----- Extracted information
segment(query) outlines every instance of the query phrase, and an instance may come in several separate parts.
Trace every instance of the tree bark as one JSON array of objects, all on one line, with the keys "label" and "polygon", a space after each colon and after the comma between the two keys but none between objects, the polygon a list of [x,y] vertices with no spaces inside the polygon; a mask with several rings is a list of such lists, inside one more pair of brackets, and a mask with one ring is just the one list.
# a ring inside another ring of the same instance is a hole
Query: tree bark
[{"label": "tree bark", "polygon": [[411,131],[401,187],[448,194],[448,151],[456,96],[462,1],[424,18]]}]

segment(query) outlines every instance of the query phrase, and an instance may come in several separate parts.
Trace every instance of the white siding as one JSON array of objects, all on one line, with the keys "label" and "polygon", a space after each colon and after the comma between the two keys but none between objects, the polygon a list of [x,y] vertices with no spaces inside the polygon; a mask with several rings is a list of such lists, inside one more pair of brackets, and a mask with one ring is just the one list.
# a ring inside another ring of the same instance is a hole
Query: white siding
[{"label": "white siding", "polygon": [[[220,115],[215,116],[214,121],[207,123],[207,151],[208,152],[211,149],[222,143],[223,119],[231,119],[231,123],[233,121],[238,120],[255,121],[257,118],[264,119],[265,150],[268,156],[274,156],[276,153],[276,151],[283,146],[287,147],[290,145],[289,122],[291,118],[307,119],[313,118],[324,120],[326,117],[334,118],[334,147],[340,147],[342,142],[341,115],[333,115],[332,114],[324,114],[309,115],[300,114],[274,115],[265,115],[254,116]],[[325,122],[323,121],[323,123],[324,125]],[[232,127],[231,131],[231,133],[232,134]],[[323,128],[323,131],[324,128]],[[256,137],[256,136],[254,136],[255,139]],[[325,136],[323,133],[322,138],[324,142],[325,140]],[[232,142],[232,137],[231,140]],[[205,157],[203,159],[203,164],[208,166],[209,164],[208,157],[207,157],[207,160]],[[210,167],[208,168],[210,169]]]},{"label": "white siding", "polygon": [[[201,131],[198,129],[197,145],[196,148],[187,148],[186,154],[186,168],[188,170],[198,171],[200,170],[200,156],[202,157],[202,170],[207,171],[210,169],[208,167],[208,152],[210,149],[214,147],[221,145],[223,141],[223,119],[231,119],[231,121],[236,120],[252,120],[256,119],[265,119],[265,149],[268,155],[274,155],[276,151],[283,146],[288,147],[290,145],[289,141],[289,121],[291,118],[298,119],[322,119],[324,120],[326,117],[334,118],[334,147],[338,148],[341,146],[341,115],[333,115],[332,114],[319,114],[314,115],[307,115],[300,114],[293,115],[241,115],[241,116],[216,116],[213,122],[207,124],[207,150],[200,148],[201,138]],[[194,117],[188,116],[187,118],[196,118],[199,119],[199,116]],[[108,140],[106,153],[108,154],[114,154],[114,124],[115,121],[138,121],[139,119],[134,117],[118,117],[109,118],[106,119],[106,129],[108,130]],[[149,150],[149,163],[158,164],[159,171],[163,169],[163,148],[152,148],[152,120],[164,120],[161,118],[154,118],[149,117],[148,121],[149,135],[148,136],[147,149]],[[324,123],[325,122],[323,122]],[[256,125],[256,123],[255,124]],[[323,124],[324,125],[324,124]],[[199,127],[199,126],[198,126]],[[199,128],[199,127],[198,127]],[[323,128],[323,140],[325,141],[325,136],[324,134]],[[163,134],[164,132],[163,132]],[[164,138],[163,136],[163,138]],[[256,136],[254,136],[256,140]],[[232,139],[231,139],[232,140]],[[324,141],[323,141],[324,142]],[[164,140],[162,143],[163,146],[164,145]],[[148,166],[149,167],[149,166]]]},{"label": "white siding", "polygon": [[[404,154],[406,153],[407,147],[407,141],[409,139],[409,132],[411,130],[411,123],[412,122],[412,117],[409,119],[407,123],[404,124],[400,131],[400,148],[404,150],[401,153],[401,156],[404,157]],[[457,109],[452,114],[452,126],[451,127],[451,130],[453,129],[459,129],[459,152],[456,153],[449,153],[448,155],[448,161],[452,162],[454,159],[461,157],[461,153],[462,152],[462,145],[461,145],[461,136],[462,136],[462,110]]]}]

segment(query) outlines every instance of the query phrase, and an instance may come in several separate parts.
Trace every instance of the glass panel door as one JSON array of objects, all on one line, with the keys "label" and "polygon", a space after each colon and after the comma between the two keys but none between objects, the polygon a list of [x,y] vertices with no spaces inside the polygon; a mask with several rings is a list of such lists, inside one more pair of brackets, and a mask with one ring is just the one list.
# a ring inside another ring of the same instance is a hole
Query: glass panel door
----------
- Task to carry out
Reproduce every row above verbatim, with no character altered, added, or dropped.

- Problem solution
segment(query) outlines every instance of the query phrase, and an instance may come in several separate parts.
Trace every instance of the tree bark as one JSON array of objects, all on one line, with the keys "label" and "polygon", a space after each colon and after the comma between the two keys but none between objects, the polygon a list of [x,y] vertices with no spaces inside the polygon; a mask with several rings is a list of such lists, inside one more pair of brackets, and a mask with one ring is just the one list.
# a ring inside another ring of the same instance is a hole
Query: tree bark
[{"label": "tree bark", "polygon": [[411,131],[401,187],[448,194],[448,151],[456,96],[462,1],[424,18]]}]

segment(query) outlines every instance of the query phrase, and an instance may come in several separate parts.
Trace every instance of the white siding as one JSON array of objects, all on one line, with the keys "label" and "polygon", a space after each colon and after the comma between the two keys but none between objects, the polygon a list of [x,y] vertices with no spaces inside the polygon; a mask with several rings is a list of such lists, inside one more pair of brackets, and a mask with one ring is just the one list.
# a ring inside another ring of the same instance is a hole
Query: white siding
[{"label": "white siding", "polygon": [[[220,115],[215,116],[214,121],[207,123],[207,151],[208,152],[211,149],[222,143],[223,119],[231,119],[231,123],[233,121],[238,120],[255,121],[257,118],[264,119],[265,150],[268,156],[274,156],[276,153],[276,151],[283,146],[287,147],[290,145],[289,122],[291,118],[307,119],[313,118],[324,120],[326,117],[334,118],[334,147],[340,147],[342,142],[341,115],[333,115],[332,114],[324,114],[309,115],[300,114],[274,115],[265,115],[254,116]],[[325,122],[323,121],[323,123],[324,125]],[[232,127],[231,131],[231,133],[232,134]],[[323,128],[323,131],[324,128]],[[256,137],[256,136],[254,136],[255,139]],[[325,136],[323,133],[322,138],[324,142],[325,140]],[[232,142],[232,137],[231,140]],[[205,157],[203,159],[203,164],[208,166],[209,164],[208,157],[207,157],[207,160]],[[210,167],[208,168],[210,169]]]},{"label": "white siding", "polygon": [[[201,131],[198,129],[197,145],[196,148],[187,148],[186,154],[186,168],[188,170],[198,171],[200,170],[200,156],[202,157],[202,170],[207,171],[210,169],[208,167],[208,152],[210,149],[214,147],[221,145],[223,141],[223,119],[231,119],[231,121],[236,120],[252,120],[256,119],[265,119],[265,149],[268,155],[274,155],[276,151],[283,146],[288,147],[290,145],[289,141],[289,121],[291,118],[298,119],[322,119],[324,120],[326,117],[334,118],[334,147],[338,148],[341,146],[341,115],[333,115],[332,114],[319,114],[314,115],[307,115],[300,114],[293,115],[241,115],[241,116],[216,116],[213,122],[207,124],[207,150],[200,148],[201,138]],[[194,117],[188,116],[187,118],[196,118],[199,119],[199,116]],[[108,140],[106,153],[108,154],[114,154],[114,124],[115,121],[138,121],[139,119],[134,117],[118,117],[109,118],[106,119],[106,129],[108,130]],[[149,150],[149,163],[158,164],[159,171],[163,169],[163,148],[152,148],[152,120],[164,120],[161,118],[154,118],[149,117],[148,121],[149,135],[148,136],[147,149]],[[324,123],[325,122],[323,122]],[[256,125],[256,123],[255,124]],[[323,124],[324,125],[324,124]],[[199,127],[199,126],[198,126]],[[199,128],[199,127],[198,127]],[[323,128],[323,140],[325,141],[325,136],[324,134]],[[163,134],[164,132],[163,132]],[[164,138],[163,136],[163,138]],[[256,136],[254,136],[256,140]],[[232,139],[231,139],[232,140]],[[324,141],[323,141],[324,142]],[[164,140],[162,143],[163,146],[164,145]],[[148,166],[149,167],[149,166]]]},{"label": "white siding", "polygon": [[[404,154],[406,153],[407,147],[407,141],[409,139],[409,132],[411,130],[411,123],[412,122],[412,117],[409,119],[407,123],[404,124],[400,131],[400,148],[404,150],[401,153],[401,156],[404,157]],[[457,109],[452,114],[452,126],[451,127],[451,130],[453,129],[459,129],[459,152],[456,153],[449,153],[448,155],[448,161],[452,162],[454,159],[461,157],[461,153],[462,152],[462,145],[461,145],[461,136],[462,136],[462,110]]]}]

segment(query) outlines every instance of the query phrase, and an instance may come in several separate parts.
Trace every instance of the glass panel door as one JSON array of objects, all on one line, with the keys "label" and "polygon", a space after each colon and after the comma between the two keys but none between objects, the polygon a list of [x,y] vertices with no spaces inside the polygon; a mask with several rings is a list of such lists, inside one more pair of brackets, and a mask with one ring is just the one list.
# a ring inside another ring of the same instance is a hole
Query: glass panel door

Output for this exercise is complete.